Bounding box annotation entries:

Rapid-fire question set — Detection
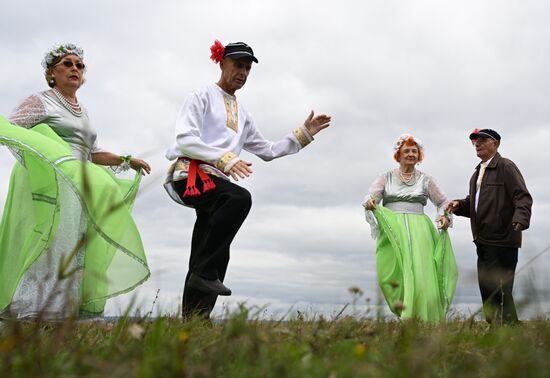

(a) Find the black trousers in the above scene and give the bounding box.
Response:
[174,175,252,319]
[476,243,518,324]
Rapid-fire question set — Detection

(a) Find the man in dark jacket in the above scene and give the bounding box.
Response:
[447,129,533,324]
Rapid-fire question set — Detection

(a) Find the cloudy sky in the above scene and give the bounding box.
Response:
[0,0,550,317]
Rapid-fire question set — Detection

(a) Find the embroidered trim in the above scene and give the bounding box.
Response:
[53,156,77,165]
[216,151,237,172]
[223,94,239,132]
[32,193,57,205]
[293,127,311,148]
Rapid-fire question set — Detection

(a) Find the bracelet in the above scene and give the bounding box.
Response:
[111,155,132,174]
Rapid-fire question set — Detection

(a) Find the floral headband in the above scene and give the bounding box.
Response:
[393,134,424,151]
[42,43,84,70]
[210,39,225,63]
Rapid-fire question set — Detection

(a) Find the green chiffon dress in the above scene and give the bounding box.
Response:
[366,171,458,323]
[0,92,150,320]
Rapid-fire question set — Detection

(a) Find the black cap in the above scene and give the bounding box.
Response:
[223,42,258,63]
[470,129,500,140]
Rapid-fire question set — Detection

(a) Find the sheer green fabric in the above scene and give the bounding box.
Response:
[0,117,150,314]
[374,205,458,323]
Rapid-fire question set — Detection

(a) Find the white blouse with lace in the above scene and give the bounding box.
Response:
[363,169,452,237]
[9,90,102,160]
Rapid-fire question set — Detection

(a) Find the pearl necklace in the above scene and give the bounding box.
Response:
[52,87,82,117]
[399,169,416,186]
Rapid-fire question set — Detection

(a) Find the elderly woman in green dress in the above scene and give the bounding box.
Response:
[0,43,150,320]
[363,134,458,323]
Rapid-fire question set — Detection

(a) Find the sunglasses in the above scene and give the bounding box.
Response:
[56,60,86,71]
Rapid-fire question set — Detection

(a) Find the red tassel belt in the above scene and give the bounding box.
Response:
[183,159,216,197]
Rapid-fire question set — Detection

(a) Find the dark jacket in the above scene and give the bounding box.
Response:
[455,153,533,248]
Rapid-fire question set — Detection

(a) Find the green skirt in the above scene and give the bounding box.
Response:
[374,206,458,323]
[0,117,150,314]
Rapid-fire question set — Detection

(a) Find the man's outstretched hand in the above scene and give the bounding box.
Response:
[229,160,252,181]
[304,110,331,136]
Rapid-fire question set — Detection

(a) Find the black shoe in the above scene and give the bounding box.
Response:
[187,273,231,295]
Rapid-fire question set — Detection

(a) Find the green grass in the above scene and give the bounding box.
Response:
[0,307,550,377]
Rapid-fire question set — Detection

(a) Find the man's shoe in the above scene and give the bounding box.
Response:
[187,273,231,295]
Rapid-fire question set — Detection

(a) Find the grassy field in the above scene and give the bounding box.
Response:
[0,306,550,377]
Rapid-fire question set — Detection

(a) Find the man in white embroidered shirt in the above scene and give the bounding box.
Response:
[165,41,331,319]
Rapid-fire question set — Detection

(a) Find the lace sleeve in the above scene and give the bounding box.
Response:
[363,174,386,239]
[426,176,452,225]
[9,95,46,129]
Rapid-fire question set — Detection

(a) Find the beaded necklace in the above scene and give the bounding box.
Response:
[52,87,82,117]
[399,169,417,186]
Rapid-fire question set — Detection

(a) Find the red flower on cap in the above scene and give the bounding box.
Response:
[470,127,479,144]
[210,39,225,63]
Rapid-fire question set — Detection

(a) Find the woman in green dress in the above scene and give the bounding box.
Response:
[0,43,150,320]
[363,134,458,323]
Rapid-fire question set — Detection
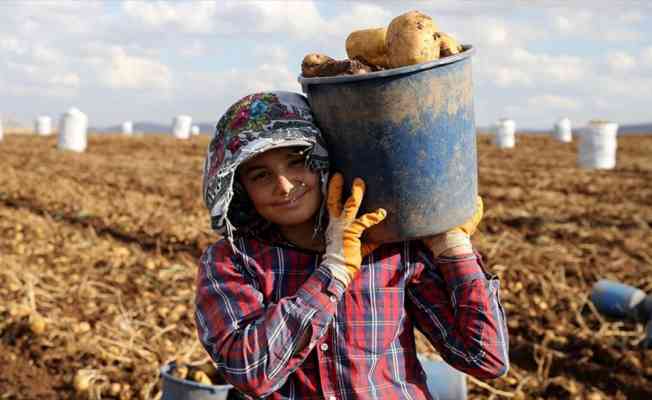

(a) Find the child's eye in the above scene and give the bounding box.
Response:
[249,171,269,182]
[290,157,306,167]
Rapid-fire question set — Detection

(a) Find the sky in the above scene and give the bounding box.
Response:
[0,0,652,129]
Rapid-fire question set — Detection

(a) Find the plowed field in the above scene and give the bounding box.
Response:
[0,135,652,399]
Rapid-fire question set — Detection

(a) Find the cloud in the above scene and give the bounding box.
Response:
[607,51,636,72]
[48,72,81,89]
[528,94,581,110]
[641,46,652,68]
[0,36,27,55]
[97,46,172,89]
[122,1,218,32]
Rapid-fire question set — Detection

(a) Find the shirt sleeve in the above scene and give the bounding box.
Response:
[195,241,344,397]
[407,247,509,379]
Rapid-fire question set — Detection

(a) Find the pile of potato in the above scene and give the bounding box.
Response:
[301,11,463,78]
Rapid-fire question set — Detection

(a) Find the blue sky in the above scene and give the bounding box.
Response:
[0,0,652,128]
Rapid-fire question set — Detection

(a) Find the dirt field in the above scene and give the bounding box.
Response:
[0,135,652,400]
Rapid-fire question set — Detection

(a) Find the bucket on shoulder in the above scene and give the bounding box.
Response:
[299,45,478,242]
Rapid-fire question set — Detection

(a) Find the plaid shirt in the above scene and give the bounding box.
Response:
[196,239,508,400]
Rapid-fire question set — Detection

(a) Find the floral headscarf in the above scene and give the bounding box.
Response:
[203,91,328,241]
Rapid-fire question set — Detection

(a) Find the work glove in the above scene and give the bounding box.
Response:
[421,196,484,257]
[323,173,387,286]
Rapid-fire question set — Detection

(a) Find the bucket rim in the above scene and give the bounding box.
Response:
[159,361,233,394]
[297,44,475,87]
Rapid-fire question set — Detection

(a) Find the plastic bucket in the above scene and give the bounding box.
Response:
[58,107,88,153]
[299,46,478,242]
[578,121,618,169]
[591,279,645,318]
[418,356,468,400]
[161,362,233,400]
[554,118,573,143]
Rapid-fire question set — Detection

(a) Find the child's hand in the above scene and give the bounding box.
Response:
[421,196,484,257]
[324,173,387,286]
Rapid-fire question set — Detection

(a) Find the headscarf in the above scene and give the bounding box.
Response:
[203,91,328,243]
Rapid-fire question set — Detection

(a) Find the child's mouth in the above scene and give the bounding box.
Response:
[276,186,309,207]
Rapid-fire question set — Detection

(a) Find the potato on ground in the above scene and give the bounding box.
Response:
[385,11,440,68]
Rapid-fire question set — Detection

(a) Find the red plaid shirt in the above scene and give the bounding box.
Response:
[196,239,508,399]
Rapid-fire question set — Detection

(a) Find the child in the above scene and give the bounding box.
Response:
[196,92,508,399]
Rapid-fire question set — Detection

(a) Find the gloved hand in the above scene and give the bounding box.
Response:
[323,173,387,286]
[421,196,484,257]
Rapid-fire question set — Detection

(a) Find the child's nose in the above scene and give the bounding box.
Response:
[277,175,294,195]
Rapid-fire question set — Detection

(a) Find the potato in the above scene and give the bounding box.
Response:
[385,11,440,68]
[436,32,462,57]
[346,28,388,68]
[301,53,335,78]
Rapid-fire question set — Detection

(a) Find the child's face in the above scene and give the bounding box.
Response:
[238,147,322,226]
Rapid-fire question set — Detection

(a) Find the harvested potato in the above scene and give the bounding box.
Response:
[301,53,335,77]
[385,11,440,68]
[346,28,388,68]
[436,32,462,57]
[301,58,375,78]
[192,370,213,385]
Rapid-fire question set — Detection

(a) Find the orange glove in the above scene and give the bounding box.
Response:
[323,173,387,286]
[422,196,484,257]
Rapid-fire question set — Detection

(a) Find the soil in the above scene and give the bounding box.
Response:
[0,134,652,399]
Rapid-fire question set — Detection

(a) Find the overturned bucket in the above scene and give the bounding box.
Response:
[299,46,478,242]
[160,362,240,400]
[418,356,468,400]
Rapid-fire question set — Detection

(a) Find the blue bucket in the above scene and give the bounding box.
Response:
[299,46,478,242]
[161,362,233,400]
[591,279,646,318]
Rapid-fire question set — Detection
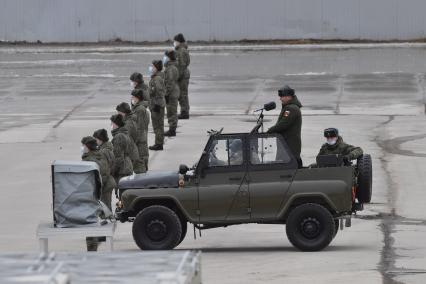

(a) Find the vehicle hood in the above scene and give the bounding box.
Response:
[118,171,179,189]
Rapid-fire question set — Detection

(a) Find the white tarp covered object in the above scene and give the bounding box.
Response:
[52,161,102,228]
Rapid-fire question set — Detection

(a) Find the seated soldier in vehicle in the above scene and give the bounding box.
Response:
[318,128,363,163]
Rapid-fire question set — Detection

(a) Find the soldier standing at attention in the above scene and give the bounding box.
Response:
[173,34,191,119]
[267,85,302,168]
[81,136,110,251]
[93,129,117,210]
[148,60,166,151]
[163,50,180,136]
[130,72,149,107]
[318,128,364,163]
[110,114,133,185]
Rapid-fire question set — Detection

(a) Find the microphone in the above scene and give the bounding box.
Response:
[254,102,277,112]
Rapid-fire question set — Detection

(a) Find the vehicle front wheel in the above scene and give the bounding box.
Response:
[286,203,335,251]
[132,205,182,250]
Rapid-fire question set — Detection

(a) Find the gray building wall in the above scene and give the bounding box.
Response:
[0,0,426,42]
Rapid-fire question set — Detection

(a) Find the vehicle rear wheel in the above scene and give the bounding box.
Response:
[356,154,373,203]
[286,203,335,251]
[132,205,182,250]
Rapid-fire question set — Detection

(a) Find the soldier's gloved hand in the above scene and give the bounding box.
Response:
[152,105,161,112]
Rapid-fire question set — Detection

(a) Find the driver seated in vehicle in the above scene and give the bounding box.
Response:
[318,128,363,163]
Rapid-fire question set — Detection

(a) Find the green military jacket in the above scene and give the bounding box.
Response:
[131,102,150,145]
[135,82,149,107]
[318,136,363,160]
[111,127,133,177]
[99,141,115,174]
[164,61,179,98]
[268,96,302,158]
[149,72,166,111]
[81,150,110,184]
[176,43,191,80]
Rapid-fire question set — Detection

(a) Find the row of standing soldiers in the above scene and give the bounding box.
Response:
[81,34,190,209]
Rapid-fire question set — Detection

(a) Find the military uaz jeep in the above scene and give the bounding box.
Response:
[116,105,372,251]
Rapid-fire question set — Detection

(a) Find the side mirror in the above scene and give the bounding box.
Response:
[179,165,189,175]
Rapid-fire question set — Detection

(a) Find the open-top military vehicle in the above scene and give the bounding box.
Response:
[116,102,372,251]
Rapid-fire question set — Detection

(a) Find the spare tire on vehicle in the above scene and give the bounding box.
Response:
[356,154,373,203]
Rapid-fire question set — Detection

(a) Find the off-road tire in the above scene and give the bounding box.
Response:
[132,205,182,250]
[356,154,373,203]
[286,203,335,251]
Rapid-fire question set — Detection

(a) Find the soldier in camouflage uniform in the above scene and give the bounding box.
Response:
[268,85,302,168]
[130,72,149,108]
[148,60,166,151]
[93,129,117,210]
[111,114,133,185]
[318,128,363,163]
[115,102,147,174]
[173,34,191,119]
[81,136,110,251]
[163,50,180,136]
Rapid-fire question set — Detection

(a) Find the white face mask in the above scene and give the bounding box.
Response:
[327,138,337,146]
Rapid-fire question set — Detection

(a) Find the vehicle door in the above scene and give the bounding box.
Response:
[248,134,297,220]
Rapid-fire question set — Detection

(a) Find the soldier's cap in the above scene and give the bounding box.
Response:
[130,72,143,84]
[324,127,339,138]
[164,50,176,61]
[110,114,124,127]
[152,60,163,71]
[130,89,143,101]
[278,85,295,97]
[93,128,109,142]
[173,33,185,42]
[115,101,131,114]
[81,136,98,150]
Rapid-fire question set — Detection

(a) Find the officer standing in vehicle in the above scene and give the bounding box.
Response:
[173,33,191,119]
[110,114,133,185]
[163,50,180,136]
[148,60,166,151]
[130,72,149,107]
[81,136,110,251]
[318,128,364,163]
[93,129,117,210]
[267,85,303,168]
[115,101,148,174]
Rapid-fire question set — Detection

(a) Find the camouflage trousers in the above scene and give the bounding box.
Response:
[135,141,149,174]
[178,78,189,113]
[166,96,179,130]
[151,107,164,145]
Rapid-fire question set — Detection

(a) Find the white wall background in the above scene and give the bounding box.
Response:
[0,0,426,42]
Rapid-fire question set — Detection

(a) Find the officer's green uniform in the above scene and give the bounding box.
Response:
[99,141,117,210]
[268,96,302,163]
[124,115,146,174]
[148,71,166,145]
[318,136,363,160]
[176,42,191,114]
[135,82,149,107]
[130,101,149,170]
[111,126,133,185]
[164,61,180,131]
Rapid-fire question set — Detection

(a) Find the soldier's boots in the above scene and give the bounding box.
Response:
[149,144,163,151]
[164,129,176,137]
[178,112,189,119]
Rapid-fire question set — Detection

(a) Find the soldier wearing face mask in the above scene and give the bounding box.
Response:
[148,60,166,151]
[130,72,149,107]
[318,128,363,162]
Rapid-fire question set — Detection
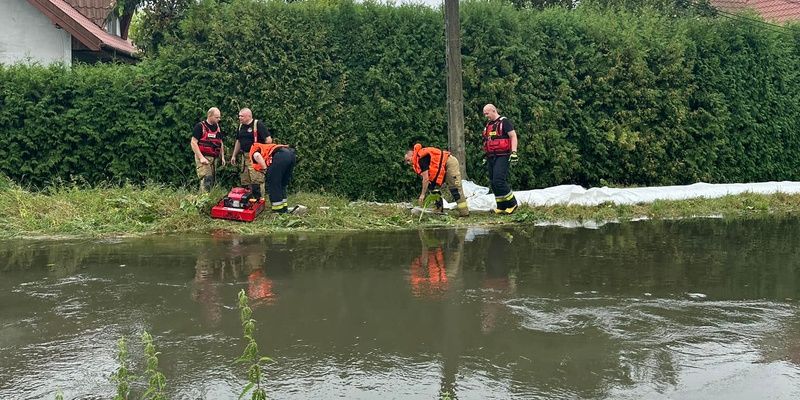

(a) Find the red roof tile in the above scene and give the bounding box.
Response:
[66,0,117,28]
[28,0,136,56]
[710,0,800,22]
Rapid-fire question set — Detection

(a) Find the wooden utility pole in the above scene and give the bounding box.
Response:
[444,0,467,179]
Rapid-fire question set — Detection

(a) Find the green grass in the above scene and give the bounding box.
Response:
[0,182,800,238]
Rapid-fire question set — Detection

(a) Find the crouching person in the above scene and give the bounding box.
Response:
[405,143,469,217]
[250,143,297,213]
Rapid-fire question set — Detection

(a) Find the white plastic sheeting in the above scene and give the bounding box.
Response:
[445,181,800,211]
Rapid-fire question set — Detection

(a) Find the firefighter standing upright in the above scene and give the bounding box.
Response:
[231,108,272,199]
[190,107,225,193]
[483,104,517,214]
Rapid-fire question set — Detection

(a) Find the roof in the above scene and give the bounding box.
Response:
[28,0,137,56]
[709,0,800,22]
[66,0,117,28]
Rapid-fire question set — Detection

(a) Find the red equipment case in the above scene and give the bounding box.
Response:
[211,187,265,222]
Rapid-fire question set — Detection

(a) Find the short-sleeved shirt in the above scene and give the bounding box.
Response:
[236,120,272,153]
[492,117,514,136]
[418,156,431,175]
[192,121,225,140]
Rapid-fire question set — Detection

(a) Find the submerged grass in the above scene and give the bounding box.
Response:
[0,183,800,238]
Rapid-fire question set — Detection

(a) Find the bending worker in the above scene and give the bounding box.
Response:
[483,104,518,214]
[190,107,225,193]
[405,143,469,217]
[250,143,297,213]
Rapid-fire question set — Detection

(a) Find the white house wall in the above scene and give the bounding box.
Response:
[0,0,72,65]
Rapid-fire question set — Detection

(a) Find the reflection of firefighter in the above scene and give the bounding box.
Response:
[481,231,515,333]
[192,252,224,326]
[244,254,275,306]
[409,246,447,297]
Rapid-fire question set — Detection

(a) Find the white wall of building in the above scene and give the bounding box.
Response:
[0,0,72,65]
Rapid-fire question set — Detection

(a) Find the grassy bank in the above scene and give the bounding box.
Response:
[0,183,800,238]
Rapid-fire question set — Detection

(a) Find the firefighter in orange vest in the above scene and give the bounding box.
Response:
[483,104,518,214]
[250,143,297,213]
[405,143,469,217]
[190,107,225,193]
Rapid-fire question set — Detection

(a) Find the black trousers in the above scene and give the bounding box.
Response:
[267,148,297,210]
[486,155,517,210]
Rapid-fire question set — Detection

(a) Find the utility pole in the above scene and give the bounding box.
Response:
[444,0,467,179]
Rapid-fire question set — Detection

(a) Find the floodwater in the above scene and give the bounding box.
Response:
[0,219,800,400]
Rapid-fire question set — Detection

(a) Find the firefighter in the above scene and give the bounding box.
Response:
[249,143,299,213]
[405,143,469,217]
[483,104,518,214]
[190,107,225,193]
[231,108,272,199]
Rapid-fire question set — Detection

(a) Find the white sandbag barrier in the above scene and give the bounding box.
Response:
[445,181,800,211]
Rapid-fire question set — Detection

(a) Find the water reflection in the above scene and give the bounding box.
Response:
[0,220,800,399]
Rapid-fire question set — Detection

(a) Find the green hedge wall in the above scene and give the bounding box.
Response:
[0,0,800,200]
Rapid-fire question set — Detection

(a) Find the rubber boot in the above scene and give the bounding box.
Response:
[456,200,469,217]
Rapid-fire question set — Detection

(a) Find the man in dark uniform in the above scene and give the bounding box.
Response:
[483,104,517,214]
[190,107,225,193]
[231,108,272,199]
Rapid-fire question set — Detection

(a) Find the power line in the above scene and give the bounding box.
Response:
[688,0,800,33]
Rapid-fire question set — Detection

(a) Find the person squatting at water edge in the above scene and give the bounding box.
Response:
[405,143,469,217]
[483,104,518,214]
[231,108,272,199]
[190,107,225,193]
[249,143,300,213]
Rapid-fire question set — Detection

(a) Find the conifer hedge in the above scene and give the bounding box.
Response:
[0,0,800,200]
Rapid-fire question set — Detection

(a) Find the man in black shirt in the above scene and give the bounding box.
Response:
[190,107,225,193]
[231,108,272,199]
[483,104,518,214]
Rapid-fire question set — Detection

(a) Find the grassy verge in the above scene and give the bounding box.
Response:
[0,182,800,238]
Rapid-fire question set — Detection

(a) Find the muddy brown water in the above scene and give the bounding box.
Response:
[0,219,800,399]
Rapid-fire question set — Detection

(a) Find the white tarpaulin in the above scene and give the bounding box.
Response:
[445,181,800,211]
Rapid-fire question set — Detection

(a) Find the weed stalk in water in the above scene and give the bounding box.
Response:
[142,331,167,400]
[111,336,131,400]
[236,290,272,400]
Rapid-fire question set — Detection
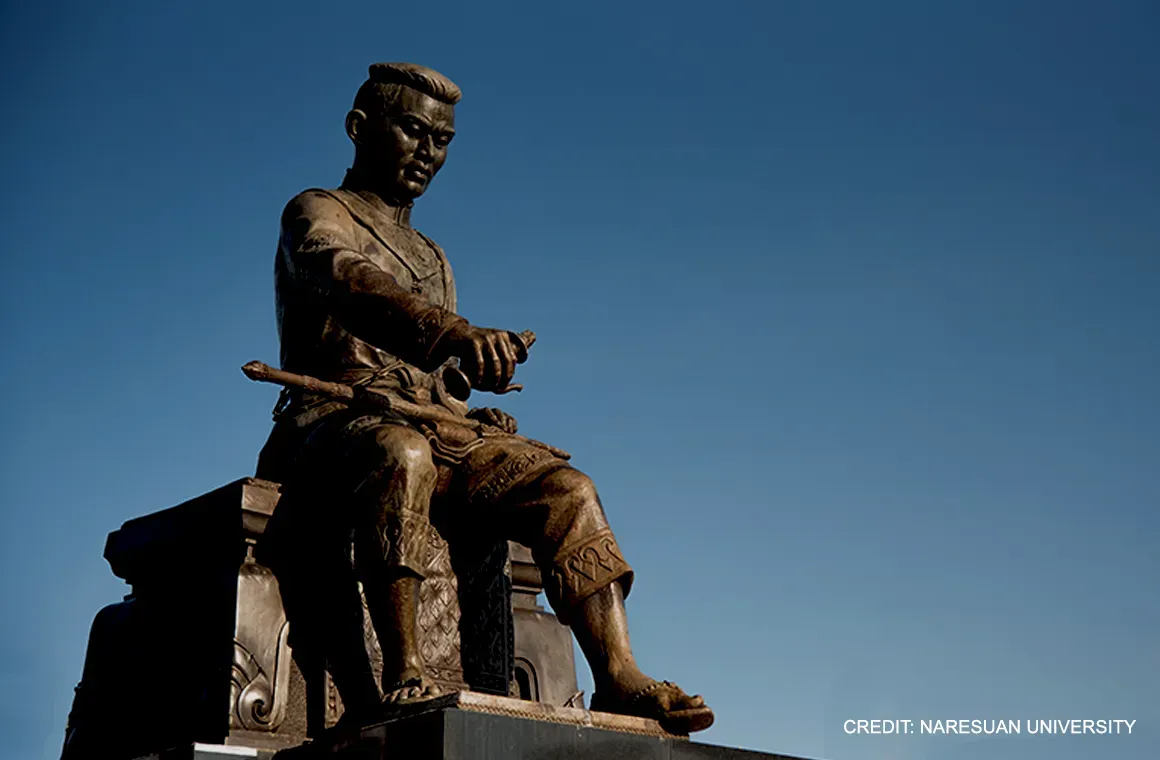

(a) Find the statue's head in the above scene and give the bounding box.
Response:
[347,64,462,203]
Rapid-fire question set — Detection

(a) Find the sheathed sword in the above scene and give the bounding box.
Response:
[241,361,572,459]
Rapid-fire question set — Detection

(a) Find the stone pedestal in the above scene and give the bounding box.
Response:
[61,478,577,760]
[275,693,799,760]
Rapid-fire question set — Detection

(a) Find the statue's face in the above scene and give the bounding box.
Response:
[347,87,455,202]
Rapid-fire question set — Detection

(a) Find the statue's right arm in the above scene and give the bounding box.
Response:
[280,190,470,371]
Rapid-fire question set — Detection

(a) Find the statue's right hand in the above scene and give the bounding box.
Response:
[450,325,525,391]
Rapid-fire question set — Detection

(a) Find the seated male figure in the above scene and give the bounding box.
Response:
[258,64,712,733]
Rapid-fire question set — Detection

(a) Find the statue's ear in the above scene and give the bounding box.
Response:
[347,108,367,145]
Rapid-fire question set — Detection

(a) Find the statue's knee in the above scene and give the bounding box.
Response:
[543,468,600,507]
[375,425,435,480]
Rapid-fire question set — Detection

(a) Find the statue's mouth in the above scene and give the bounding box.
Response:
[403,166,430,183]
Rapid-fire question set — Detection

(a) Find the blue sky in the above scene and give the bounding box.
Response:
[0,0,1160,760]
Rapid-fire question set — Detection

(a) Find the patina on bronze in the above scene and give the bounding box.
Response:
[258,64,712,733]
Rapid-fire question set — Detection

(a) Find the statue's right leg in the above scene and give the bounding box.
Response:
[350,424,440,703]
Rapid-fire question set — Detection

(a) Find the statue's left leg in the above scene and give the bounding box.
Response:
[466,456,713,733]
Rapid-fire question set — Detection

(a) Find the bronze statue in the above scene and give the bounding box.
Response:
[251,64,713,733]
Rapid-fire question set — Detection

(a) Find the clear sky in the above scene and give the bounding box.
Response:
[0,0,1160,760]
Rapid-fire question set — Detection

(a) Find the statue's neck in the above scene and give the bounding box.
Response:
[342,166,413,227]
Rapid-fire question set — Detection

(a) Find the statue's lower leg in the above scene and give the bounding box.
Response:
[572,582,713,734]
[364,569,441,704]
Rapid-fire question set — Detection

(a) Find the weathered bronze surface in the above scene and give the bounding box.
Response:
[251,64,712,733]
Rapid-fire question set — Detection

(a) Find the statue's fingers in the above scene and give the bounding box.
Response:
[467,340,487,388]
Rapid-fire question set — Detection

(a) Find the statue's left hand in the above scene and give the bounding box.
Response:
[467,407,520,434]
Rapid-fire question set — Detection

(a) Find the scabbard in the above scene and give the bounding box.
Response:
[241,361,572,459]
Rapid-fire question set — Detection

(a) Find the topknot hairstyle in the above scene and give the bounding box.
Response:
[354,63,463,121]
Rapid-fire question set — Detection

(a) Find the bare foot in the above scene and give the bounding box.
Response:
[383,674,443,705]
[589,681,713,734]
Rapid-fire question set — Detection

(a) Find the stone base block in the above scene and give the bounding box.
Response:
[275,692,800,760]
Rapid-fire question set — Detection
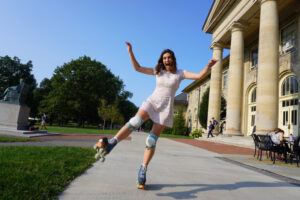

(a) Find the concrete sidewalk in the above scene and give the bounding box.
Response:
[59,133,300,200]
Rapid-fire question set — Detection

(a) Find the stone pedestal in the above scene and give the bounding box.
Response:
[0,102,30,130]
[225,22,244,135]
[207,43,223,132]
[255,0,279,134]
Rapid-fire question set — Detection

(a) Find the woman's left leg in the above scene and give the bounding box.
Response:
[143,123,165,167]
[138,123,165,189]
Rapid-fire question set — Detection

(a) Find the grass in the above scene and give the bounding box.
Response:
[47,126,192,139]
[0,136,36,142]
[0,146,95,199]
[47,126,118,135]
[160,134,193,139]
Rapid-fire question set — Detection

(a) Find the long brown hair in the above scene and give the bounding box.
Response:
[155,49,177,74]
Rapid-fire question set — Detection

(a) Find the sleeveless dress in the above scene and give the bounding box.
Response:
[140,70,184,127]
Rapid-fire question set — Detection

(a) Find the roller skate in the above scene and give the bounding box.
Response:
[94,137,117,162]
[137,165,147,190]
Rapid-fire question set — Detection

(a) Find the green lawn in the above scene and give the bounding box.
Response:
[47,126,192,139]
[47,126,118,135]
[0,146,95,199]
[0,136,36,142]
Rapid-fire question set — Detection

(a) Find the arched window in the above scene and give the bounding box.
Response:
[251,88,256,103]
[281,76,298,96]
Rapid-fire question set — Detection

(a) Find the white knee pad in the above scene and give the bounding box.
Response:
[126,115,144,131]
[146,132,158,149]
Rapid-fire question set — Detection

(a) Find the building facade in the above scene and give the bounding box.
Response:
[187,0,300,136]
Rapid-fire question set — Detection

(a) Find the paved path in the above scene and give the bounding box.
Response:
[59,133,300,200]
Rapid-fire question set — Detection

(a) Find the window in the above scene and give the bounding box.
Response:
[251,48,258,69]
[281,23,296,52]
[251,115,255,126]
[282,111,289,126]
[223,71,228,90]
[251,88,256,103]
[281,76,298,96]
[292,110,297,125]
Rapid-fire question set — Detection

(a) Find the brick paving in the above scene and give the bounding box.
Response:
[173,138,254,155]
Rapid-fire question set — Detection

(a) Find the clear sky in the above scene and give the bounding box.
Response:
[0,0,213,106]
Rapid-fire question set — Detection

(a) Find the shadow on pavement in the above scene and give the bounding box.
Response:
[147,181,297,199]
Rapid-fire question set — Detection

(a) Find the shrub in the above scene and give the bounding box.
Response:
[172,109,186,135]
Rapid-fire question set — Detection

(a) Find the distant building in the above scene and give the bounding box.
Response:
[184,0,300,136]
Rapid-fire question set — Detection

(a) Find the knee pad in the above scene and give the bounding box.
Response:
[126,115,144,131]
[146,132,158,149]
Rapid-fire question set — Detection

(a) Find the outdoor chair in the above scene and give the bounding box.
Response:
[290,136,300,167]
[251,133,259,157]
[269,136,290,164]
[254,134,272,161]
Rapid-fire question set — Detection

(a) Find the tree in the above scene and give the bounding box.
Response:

Given problem → Repeat the data word for word, beginning at its first line and stopping after the line that contains "[374,205,458,323]". Leave the pictures out of your answer.

Correct response →
Rapid-fire question set — Detection

(a) Find the black trousers in the above scene and give the bounding box.
Response:
[174,175,252,319]
[476,243,518,324]
Rapid-fire question set — Detection

(a) Find the man in dark jacket in the above scene and give the bounding box.
Response:
[447,129,533,324]
Rapid-fire question set — Detection

(a) Find the cloudy sky in the above scene and give the bounding box.
Response:
[0,0,550,317]
Rapid-fire question set — Detection

(a) Find the embroidered trim in the above scene and give the bounding box.
Response:
[53,156,77,165]
[216,151,237,172]
[223,94,239,132]
[32,193,57,205]
[293,127,311,148]
Rapid-fire question set — Detection

(a) Find the bracelet in the above scene and give the bounding box.
Response:
[111,155,132,174]
Rapid-fire question set — Detection

(a) Find the floral headband in the above scene and give the bounding box.
Response:
[393,134,424,151]
[42,43,84,70]
[210,39,225,63]
Rapid-fire question set — Detection

(a) Find the green chiffon dress in the above scene and give the bounding box.
Response:
[366,171,458,323]
[0,92,150,320]
Rapid-fire question set — Detection

(a) Find the black cap in the above scene and give the bounding box.
Response:
[223,42,258,63]
[470,129,500,140]
Rapid-fire question set — Detection

(a) Find the sheer green fabric in the above scene and give the bounding box.
Response:
[0,117,150,314]
[374,205,458,323]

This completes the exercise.